◆ Problemas por resolver
1. Indica si cada afirmación coincide con el texto sobre David Beriain y cita las palabras exactas que lo deciden: (a) La casa de Artajona era de piedra. (b) El autor preguntó a David si mantenía sus simpatías comunistas. (c) Tras la primera entrevista, David volvió al despacho con dos amigos.
2. Resume de forma más breve el párrafo del texto sobre David Beriain que empieza con «Cuando terminaba primero de Periodismo», sin perder sus datos principales.
3. Continúa el texto sobre David Beriain a partir de su última frase.

◆ Texto propuesto
○ ○ ○

Vagón-bar
Cuando terminaba primero de Periodismo en la Universidad de Navarra, David Beriain y sus padres nos invitaron a Artajona. Me parece que fuimos Alejandro Navas, decano entonces, algunos compañeros de David y yo. Nos saludó muy sonriente antes de que bajáramos del coche delante de una casa de piedra que transmitía solidez, señorío, solera. Señalé el escudo sobre la puerta y le dije a David para bromear: «¡Así que rojo y con escudo, eh!». Me había dicho que militaba en Izquierda Unida o, al menos, que simpatizaba con la formación. Su respuesta fue otra sonrisa, ya me tenía muy sabido, y un autorretrato perfecto, por lo que dijo y por cómo lo dijo: «¿Qué pasa, chaval? ¡Rojo, pero noble!». No sé si mantuvo las simpatías comunistas —nunca le pregunté—; sí sé que jamás dejó de ser un hombre noble, en el sentido más amplio y profundo de la palabra. Por eso le queríamos tanto tantos.
A los pocos días de empezar la carrera vino a verme porque le había sido asignado como asesor. En aquella primera entrevista me sentí examinado y suspendido. No recuerdo qué me dijo o qué me preguntó o qué le contesté. Cuando salió del despacho, tan serio como había entrado, me hice a la idea de que no volvería nunca. Al cabo de una hora estaba de regreso con dos amigos. Pidió que les repitiera lo que le había dicho a él. Supongo que repetí lo que fuera mientras David nos miraba, ahora sí, sonriendo. Era un líder natural y todos le obedecíamos. Dos meses después conocí a Angelines, su madre. Me confió que le parecían muy bien los consejos que le daba a su hijo. Me quedé espantado. No imaginaba que aquel chaval, tan independiente y tan líder, de carácter tan marcado, le contara nuestras conversaciones a su madre. Siete años más tarde seguía haciéndolo. Cuando David ya estaba en La Voz de Galicia, sus padres se acercaron a Coruña y fuimos los cuatro a cenar. En un momento en el que nos quedamos solos, su padre me dijo: «Ya sabemos que va a tu casa antes de marchar a la guerra». Debí de poner cara de susto, aunque simplemente no había entendido, y Javier añadió para tranquilizarme: «Nos parece bien. Nos alegra que vaya a ver al cura antes de salir». David había iniciado hacía unos meses su carrera de enviado especial a zonas de conflicto. Me parece que ya había estado unas cuantas veces en Irak. Antes de viajar, hablaba con don Carlos Elizalde, navarro como él —y también fallecido—. Casi nunca me enteraba de esas visitas. Iba cuando yo no estaba.

○ ○ ○

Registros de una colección
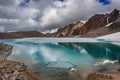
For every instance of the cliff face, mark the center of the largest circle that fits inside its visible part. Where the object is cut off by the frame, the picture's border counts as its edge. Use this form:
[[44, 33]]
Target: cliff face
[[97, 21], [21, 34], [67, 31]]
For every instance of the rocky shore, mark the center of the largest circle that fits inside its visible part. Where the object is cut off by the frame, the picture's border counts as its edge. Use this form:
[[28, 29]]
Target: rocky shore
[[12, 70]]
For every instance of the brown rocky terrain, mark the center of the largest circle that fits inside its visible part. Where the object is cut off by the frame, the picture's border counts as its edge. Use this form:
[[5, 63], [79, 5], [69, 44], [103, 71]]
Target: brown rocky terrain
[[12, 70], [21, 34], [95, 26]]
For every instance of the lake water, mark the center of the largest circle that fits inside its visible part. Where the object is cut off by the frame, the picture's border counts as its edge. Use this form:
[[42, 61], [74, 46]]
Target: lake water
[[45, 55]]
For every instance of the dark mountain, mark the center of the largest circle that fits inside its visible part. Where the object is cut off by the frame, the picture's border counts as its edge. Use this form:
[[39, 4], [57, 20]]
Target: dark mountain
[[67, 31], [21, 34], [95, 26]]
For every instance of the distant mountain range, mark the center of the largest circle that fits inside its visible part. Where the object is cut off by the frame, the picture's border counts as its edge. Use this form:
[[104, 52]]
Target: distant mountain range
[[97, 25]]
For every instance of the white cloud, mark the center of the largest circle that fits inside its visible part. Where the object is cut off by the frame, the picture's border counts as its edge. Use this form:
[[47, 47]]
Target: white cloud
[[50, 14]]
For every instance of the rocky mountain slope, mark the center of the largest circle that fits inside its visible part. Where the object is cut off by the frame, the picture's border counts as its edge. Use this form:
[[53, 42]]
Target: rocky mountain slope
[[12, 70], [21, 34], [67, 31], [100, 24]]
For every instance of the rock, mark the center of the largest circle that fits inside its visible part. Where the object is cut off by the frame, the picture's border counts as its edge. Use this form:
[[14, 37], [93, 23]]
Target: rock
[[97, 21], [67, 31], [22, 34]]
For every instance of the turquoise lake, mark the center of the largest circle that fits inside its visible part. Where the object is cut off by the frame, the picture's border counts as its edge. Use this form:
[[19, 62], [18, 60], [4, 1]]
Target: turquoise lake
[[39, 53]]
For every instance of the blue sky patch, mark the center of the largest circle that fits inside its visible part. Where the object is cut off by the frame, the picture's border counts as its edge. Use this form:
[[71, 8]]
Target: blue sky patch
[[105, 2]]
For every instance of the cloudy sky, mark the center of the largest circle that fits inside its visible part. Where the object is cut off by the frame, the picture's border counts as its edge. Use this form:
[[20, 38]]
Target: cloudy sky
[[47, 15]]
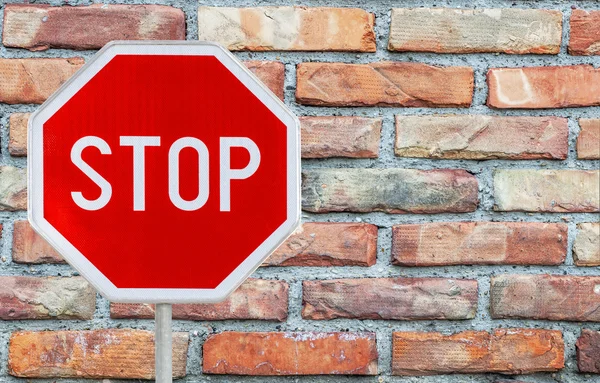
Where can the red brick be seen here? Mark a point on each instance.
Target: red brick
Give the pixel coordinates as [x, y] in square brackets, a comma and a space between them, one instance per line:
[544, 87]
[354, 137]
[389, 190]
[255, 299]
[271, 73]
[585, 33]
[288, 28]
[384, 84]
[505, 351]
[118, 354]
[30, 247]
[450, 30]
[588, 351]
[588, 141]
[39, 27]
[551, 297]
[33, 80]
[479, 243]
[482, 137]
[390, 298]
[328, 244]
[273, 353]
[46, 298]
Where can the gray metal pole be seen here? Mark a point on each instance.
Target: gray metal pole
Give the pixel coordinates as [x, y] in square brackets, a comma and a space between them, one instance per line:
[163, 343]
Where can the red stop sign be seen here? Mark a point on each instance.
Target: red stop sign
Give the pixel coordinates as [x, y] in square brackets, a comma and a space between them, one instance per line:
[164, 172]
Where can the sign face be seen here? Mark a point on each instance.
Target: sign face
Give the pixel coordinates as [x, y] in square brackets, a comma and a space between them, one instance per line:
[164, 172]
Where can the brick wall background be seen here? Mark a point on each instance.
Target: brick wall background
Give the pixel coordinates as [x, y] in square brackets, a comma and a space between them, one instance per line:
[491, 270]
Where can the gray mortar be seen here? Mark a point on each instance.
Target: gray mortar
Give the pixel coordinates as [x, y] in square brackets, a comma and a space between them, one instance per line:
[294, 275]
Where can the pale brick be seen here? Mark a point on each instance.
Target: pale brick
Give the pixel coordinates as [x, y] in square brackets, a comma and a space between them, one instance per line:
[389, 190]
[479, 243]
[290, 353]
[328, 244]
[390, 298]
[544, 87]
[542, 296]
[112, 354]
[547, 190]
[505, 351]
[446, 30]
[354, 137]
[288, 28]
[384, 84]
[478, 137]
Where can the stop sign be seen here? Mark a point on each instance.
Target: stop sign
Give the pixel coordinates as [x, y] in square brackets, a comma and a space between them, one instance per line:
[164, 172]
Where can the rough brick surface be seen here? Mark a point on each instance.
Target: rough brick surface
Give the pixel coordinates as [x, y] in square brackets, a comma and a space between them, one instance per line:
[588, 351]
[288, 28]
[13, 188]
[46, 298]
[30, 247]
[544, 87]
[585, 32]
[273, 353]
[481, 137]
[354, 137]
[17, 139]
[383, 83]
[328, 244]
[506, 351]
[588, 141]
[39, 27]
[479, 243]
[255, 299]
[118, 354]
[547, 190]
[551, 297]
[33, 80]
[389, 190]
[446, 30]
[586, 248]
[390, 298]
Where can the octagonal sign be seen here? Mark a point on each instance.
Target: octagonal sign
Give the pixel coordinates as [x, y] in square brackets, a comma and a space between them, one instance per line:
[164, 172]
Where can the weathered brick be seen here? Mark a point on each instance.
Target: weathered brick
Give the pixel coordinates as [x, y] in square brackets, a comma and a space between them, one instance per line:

○ ○ ○

◆ Respuestas dadas
1.
(a) Sí: «delante de una casa de piedra que transmitía solidez, señorío, solera».
(b) No: «nunca le pregunté».
(c) Sí: «Al cabo de una hora estaba de regreso con dos amigos».

2. Al terminar primero de Periodismo en la Universidad de Navarra, David Beriain y sus padres invitaron a Artajona al autor y a otras personas, al parecer Alejandro Navas, entonces decano, y algunos compañeros de David. Ante la casa familiar, de piedra y con escudo, el autor bromeó con que David, que militaba en Izquierda Unida o al menos simpatizaba con ella, fuera «rojo y con escudo». David respondió: «¡Rojo, pero noble!». El autor no sabe si conservó esas simpatías, pero asegura que nunca dejó de ser un hombre noble, y por eso tantos lo querían.

3.
Este era otro rasgo de su carácter, tan singular: seguía los consejos que veía razonables, pero le costaba reconocer que los seguía, como si hacerlo resultara cursi o vanidoso. A veces, si pensaba que me daría una alegría grande, me la comunicaba a su manera. «Voy a ser el padrino de confirmación de mi hermano», anunció un día muy contento. «Bien, pero para eso habría que hacer otras cosas antes», respondí sin alborozo. «¡Pues para que sepas: ya las he hecho!». En realidad, usó otras palabras. A David casi nunca se le puede citar literalmente… Hablaba con un desgarro que intentaba velar su desbordante ternura. Como si temiera no parecer suficientemente duro.
Era muy duro, sin embargo. Hasta el punto de bordear la imprudencia. Apenas iniciados sus periplos guerreros, empezó a padecer unos cólicos nefríticos dolorosísimos, larguísimos y, sobre todo, imprevisibles, que a veces requerían días de hospitalización. Los llevaba con naturalidad. Ni se quejaba ni se escudó en ellos para evitar misiones en las que quedaría desamparado durante semanas, sin posibilidad de acudir a la unidad de Urgencias donde pasábamos horas hasta que el analgésico intravenoso le aliviaba.
A la vuelta de una comida, se dejó el sobre de la renta en mi coche. Fui a la redacción para devolvérselo. Vino riéndose al cabo de un rato: «Los has dejado asombrados (tampoco dijo asombrados). ¿Sabes qué me han dicho? Que si el asesor también me hace la declaración. Es que tuve que explicarles qué es un asesor en Navarra y que ya te quedas con él de por vida y tal, y pensaron…».
En un tuit muy celebrado, un descreído Ramón Lobo imaginaba a David riéndose en el cielo y le decía: «Habla bien de nosotros, por si acaso».
Paco Sánchez [Com 81 PhD 87] es periodista y profesor titular de la Universidade da Coruña.